Exercise aim:
Write out the passage on Kalenjin word order, case, and negation below in full, word for word.

Provided passage:
The order in sentences with nominal or adjectival predicates is Predicate – Subject, as can be seen in (2) and (3).

For locative predicates, a special locative copula is used, in which case the order is Verb-Subject-Locative predicate.

In the presence of an indirect object, the order is Verb – Subject – Indirect Object – Direct Object.

VP adverbs, such as always, are usually placed after the direct object in Kalenjin.

Finally, Kalenjin is unusual among verb-initial languages, in expressing possession with a transitive verb HAVE. Other verb-initial languages of the Nilotic language family, such as Maasai, also express possession with the use of a transitive verb HAVE.

===Case===
Kalenjin is a marked nominative language: nominative case is the only case that is marked in the language, while all other cases (accusative, genitive, dative etc.) are left unmarked. Nominative case is marked through tone only.

===Negation===
Negation is expressed with the prefix ma-/maa-, which attaches to the verb. It precedes the subject agreement prefix, but it follows the tense prefixes.

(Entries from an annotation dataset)
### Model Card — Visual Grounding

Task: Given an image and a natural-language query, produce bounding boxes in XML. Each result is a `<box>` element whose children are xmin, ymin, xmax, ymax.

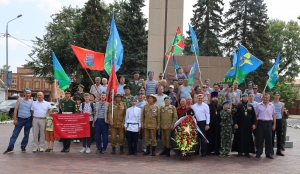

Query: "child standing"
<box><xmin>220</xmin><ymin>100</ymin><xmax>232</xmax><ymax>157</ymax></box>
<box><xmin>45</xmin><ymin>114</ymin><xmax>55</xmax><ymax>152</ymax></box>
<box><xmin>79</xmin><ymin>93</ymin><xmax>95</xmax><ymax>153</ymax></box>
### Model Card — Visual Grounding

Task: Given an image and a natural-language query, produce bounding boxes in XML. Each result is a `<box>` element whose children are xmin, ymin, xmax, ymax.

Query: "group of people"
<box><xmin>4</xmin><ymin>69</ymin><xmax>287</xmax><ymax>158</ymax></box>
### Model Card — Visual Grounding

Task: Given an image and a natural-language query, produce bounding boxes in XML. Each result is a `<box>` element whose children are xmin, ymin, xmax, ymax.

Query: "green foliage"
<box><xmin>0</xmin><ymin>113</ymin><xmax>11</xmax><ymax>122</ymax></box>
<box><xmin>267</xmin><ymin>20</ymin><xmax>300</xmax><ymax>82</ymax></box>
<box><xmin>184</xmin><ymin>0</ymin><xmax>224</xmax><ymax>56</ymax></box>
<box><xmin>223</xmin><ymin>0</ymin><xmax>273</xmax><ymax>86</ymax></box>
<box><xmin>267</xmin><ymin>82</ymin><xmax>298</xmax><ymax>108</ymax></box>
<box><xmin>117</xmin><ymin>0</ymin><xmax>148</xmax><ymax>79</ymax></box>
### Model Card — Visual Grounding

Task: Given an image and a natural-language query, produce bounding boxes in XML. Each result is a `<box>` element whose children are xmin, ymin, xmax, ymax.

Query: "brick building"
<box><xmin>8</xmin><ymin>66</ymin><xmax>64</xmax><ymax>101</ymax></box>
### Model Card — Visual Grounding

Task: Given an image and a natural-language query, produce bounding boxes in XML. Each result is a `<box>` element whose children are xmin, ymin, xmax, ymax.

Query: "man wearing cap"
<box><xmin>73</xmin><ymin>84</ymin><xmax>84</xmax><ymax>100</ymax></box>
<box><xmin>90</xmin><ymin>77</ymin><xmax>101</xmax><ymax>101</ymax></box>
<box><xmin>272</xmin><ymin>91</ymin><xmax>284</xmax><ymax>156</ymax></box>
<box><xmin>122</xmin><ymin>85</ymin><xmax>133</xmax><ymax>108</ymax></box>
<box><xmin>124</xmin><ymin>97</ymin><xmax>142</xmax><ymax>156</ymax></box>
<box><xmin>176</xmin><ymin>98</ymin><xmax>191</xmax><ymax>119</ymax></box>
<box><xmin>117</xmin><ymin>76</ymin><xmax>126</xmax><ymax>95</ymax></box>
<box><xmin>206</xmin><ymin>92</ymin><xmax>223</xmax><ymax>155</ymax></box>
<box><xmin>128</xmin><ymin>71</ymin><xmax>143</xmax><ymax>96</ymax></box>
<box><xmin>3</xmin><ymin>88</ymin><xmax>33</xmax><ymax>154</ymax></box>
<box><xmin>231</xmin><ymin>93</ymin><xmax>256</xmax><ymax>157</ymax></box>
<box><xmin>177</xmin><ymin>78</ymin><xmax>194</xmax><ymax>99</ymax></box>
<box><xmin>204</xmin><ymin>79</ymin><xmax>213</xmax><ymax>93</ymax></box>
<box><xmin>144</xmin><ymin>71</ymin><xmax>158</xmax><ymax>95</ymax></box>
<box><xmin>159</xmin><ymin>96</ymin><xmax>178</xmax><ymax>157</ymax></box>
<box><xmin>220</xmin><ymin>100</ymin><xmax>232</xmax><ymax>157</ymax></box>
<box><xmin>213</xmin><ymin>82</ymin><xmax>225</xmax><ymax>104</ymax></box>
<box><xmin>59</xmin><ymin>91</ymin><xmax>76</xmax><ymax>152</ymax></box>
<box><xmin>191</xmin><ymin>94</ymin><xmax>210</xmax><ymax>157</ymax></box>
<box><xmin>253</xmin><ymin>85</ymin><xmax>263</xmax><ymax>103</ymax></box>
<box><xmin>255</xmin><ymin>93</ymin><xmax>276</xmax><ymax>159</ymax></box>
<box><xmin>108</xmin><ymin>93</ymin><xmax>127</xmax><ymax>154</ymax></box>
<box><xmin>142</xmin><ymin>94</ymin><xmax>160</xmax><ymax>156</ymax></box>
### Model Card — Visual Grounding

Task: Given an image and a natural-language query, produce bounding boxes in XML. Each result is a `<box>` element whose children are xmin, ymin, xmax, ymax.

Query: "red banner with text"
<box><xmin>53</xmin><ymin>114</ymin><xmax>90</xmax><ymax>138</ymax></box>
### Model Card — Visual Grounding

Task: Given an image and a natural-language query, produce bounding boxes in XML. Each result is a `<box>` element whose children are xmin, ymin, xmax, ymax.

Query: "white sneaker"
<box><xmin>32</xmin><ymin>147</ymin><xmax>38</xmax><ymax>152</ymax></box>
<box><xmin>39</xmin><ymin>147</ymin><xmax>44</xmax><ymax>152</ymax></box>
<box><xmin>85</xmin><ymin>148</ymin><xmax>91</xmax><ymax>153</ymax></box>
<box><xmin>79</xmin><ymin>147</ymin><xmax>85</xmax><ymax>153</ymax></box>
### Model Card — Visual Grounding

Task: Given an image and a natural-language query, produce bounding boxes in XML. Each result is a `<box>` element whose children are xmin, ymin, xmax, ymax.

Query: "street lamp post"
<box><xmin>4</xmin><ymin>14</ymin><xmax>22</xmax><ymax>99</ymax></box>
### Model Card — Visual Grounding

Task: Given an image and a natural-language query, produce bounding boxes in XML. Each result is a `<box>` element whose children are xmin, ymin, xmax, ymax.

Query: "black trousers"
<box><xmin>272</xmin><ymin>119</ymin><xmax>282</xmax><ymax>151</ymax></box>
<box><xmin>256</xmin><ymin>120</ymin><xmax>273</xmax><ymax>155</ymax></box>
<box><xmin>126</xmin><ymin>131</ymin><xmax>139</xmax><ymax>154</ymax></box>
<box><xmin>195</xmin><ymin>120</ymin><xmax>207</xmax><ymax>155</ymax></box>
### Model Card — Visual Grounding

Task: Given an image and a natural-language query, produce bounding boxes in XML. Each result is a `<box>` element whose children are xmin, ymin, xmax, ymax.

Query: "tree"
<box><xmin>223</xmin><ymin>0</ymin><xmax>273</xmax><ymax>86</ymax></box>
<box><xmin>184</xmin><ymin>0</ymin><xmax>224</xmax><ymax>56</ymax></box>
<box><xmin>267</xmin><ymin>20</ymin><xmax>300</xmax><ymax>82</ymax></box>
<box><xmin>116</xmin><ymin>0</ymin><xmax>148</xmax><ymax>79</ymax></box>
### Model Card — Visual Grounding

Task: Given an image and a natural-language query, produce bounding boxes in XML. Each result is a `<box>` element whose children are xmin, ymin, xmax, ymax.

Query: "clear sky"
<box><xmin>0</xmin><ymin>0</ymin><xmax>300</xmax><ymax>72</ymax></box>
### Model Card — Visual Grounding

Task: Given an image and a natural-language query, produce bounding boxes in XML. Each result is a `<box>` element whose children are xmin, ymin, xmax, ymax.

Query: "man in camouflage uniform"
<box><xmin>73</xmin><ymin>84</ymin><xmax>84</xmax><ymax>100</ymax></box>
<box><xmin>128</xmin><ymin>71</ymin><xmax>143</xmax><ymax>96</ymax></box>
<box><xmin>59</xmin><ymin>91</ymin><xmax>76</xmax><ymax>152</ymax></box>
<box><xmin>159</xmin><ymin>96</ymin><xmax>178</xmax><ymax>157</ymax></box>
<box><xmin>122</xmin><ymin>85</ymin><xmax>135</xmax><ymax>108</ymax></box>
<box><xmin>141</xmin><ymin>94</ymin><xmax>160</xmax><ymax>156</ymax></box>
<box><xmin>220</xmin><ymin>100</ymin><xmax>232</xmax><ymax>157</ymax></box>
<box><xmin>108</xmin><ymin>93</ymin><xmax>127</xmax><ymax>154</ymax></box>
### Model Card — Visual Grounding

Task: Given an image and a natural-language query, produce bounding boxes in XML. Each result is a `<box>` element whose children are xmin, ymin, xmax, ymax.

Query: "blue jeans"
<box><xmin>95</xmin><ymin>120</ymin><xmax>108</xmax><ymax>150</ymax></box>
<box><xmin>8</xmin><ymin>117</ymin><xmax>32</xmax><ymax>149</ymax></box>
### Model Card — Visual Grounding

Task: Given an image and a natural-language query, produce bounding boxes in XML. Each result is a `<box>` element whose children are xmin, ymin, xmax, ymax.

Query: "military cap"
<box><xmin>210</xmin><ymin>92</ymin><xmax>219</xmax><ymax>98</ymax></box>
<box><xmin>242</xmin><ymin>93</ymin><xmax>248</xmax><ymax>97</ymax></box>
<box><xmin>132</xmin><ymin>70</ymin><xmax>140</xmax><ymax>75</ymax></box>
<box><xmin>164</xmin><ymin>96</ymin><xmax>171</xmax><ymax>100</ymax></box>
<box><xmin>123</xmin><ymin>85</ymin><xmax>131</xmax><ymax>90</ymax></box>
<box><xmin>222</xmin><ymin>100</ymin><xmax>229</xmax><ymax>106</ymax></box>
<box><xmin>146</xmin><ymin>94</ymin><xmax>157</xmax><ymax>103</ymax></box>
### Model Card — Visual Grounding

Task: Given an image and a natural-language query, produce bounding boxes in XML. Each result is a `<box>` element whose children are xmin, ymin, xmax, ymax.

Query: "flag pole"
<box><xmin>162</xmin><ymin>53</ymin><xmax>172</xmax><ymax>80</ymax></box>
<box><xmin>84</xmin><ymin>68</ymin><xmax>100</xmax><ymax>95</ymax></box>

Expected answer:
The order in sentences with nominal or adjectival predicates is Predicate – Subject, as can be seen in (2) and (3).

For locative predicates, a special locative copula is used, in which case the order is Verb-Subject-Locative predicate.

In the presence of an indirect object, the order is Verb – Subject – Indirect Object – Direct Object.

VP adverbs, such as always, are usually placed after the direct object in Kalenjin.

Finally, Kalenjin is unusual among verb-initial languages, in expressing possession with a transitive verb HAVE. Other verb-initial languages of the Nilotic language family, such as Maasai, also express possession with the use of a transitive verb HAVE.

===Case===
Kalenjin is a marked nominative language: nominative case is the only case that is marked in the language, while all other cases (accusative, genitive, dative etc.) are left unmarked. Nominative case is marked through tone only.

===Negation===
Negation is expressed with the prefix ma-/maa-, which attaches to the verb. It precedes the subject agreement prefix, but it follows the tense prefixes.